■ What to produce ■
Please pick out and copy every line of the listing below that contains the string "Target", matching case exactly.

Point annotation dataset listing:
begin

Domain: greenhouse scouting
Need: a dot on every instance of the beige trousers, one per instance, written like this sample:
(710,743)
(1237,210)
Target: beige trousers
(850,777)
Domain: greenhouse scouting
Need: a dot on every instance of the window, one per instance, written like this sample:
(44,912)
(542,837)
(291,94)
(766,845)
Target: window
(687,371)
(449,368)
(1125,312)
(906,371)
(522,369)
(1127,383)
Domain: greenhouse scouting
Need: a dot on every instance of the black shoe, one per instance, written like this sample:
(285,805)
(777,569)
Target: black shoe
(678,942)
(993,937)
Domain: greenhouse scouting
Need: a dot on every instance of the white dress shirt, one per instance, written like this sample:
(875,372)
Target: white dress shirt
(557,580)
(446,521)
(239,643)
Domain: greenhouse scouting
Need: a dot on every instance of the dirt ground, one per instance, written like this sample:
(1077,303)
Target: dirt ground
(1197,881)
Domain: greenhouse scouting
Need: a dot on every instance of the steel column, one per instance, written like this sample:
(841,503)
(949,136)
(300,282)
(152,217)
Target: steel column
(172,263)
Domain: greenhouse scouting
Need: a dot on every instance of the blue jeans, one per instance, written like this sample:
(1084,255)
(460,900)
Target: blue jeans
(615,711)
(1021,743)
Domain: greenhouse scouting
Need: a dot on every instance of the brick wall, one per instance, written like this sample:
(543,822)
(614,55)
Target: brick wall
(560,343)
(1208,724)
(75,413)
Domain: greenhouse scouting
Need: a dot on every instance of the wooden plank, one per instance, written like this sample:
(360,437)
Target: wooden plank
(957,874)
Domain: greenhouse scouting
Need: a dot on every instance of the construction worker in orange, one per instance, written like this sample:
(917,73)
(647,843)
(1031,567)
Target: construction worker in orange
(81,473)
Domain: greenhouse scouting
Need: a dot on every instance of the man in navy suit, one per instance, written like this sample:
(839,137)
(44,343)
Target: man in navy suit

end

■ Exercise result ■
Target: beige trousers
Target: window
Target: black shoe
Target: white dress shirt
Target: dirt ground
Target: steel column
Target: blue jeans
Target: brick wall
Target: wooden plank
Target: construction worker in orange
Target: man in navy suit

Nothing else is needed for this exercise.